**Provided text**
(begin)

The Global Town Square

It’s the web.

Earlier this week, X Formerly Twitter sued former advertisers who left the platform over concerns that it was allowing their content to appear next to hate speech. Sure, suing advertisers for choosing not to buy ads on your decaying platform, that’s just classic free speech absolutism.

As part of this overflowing dumpster of stupidity, CEO Linda Yaccarino posted a video attempting to spin the company’s lawsuit as being filed on behalf of users. It was not well-received.

It was also not intellectually honest. It included these lines:

“That puts your global town square, the one place that you can express yourself freely and openly, at long-term risk. People are hurt when the marketplace of ideas is constricted. No small group of people should be able to monopolize what gets monetized.”

Rather than supporting their lawsuit, that sounds like an argument against the very existence of X as a private entity. If a global town square is so important, it certainly shouldn’t be owned by an unaccountable private company who can control it without oversight, nor should it rely on advertising dollars for its existence. Perhaps Musk and Yaccarino are secretly hoping for a government bailout and takeover, so they can move past the mess they’ve made.

(end)

[Object location annotation data]
(begin)

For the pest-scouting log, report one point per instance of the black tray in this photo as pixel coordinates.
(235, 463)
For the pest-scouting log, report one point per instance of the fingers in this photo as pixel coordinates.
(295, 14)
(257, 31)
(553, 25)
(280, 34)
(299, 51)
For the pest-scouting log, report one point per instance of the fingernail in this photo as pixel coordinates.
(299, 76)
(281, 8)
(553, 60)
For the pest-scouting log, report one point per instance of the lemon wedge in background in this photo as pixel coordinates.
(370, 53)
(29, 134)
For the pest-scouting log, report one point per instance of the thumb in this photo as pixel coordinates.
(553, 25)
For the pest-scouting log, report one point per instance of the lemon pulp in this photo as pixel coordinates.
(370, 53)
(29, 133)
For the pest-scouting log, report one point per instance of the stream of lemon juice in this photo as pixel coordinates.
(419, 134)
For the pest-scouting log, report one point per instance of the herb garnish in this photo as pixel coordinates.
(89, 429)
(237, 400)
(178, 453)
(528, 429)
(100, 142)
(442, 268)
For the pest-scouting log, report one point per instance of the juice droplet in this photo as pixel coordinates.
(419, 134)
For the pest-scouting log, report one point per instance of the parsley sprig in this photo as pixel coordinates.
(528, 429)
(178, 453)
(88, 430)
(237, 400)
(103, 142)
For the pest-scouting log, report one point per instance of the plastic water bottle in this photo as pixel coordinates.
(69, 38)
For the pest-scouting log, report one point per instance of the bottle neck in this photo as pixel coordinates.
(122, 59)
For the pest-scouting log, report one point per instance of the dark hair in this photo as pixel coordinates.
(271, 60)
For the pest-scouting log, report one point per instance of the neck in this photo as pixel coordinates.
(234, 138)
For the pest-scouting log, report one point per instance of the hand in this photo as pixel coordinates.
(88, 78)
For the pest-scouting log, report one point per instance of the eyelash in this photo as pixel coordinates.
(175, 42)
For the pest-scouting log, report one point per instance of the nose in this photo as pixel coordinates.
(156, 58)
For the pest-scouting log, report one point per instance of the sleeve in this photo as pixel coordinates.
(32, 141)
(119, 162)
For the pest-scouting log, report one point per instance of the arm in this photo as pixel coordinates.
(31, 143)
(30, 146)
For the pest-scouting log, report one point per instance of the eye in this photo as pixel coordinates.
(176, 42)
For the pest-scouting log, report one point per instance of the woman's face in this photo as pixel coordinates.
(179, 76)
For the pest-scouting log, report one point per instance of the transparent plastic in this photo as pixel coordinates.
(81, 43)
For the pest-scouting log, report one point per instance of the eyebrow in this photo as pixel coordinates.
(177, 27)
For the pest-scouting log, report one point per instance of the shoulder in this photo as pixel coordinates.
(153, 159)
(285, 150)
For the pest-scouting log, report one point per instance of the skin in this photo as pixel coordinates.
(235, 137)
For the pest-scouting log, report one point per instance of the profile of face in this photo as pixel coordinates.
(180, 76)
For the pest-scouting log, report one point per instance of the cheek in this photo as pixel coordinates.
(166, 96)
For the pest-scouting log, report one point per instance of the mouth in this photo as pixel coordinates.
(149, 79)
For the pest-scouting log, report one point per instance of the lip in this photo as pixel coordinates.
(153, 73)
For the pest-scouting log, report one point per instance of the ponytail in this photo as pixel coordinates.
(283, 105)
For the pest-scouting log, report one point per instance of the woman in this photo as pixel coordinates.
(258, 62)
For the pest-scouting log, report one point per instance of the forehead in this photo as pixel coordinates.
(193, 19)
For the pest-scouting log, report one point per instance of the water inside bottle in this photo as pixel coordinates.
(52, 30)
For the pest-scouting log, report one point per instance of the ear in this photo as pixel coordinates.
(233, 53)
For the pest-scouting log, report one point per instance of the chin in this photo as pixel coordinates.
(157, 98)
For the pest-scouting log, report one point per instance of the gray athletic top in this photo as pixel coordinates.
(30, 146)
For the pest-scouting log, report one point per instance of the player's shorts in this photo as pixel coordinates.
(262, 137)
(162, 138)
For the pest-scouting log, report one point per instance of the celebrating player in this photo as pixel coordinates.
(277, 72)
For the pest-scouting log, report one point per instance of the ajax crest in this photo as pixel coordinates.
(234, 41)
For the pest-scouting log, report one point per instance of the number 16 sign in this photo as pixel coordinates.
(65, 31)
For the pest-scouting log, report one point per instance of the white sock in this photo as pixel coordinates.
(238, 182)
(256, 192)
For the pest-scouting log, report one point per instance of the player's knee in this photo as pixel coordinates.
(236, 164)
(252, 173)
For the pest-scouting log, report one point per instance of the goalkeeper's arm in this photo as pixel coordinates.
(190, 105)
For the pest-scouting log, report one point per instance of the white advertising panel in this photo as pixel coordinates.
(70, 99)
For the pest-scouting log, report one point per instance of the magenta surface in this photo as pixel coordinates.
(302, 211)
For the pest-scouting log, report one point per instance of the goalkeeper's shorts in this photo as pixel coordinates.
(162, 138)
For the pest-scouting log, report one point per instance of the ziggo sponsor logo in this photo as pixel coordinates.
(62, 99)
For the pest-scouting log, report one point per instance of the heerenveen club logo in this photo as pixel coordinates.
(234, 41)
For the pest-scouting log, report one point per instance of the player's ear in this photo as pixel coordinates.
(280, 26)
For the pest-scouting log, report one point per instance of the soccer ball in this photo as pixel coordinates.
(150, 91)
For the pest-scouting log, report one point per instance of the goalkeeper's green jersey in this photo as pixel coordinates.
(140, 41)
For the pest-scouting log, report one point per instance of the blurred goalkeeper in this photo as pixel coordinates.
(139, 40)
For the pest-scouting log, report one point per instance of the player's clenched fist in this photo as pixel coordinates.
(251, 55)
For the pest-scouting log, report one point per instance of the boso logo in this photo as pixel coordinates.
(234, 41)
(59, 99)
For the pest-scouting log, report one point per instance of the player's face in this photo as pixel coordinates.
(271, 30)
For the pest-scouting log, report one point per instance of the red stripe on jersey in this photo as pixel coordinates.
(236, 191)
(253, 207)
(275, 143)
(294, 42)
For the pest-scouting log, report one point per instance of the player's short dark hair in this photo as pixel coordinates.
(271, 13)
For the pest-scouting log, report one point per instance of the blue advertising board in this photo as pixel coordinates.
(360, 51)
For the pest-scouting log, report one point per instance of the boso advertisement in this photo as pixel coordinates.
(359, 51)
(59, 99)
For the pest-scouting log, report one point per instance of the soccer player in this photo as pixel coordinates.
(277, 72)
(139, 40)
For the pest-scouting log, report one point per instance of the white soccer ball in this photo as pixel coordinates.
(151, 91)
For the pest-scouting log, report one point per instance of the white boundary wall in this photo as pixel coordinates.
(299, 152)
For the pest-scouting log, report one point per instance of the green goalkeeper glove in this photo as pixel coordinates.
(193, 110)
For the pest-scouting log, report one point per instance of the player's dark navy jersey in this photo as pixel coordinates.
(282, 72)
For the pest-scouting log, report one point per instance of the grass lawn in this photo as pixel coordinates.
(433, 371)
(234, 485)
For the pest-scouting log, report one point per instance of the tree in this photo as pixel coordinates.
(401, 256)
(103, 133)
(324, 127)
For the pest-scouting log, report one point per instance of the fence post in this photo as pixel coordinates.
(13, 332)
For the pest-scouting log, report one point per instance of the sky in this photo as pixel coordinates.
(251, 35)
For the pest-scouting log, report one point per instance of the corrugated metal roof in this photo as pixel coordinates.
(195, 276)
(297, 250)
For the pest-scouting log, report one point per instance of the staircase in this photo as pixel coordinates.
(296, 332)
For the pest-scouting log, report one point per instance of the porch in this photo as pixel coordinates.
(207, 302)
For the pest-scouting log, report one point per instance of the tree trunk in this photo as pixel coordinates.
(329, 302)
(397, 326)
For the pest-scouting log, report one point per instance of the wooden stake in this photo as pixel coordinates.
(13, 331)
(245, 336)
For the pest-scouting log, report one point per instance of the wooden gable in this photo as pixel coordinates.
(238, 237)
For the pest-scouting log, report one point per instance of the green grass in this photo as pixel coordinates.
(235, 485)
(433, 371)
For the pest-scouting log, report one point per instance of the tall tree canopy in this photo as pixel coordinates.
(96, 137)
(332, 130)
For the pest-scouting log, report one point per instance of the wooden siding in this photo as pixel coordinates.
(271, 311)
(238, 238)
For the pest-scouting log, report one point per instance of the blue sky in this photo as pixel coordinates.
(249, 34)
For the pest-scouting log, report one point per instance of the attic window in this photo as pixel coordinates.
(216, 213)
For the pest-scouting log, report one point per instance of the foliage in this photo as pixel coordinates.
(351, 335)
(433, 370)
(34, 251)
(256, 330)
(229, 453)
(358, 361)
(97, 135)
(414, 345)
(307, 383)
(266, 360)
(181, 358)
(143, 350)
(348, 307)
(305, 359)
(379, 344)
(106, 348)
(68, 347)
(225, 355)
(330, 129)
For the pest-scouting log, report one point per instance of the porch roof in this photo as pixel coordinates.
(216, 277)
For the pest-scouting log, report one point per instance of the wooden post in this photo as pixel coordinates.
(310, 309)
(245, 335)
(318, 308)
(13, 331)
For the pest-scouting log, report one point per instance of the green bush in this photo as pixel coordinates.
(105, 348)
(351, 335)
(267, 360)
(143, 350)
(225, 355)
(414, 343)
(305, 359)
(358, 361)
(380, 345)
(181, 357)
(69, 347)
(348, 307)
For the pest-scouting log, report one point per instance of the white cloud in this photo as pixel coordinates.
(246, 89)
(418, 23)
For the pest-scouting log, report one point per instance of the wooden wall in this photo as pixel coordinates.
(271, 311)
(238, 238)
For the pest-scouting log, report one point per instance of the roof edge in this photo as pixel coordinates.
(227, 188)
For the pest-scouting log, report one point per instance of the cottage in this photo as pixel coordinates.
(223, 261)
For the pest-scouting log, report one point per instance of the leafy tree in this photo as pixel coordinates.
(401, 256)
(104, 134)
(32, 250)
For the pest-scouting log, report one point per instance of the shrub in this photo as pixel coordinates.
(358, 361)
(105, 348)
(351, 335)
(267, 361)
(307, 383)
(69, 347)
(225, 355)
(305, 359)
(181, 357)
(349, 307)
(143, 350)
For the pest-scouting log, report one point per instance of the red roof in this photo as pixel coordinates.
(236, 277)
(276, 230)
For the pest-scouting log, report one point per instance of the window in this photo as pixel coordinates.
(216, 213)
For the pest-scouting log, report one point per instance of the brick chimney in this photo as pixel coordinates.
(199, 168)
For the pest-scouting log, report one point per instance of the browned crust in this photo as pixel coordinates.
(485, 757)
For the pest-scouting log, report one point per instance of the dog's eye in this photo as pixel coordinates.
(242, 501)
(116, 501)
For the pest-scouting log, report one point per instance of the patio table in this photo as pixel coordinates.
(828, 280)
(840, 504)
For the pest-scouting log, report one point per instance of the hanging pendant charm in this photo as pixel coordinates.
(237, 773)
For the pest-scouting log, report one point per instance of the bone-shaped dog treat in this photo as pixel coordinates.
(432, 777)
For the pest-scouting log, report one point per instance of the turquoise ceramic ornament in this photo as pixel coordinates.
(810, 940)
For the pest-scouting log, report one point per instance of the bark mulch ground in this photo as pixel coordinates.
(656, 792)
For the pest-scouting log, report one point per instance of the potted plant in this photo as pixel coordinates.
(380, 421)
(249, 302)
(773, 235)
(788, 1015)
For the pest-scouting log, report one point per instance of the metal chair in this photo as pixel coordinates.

(end)

**Task list**
1. Answer these questions from the Global Town Square text:
(a) Whom did X Formerly Twitter sue earlier this week?
(b) What did CEO Linda Yaccarino post?
(c) In the quoted lines, what should no small group of people be able to do?
2. Rewrite a passage of the Global Town Square text, starting at the words "The Global Town" and stopping after "free speech absolutism.", with every "advertisers" changed to "sponsors".
3. Say whether each statement agrees with the Global Town Square text, quoting the words that decide it:
(a) Yaccarino's video was well received.
(b) The writer says a global town square should not rely on advertising dollars.
(c) The lawsuit targeted advertisers who were still buying ads on the platform.

**Answers below**
1.
(a) Former advertisers who left the platform over concerns that it was allowing their content to appear next to hate speech.
(b) A video attempting to spin the company's lawsuit as being filed on behalf of users.
(c) Monopolize what gets monetized.

2.
The Global Town Square

It’s the web.

Earlier this week, X Formerly Twitter sued former sponsors who left the platform over concerns that it was allowing their content to appear next to hate speech. Sure, suing sponsors for choosing not to buy ads on your decaying platform, that’s just classic free speech absolutism.

3.
(a) No: "It was not well-received."
(b) Yes: "nor should it rely on advertising dollars for its existence"
(c) No: "sued former advertisers who left the platform"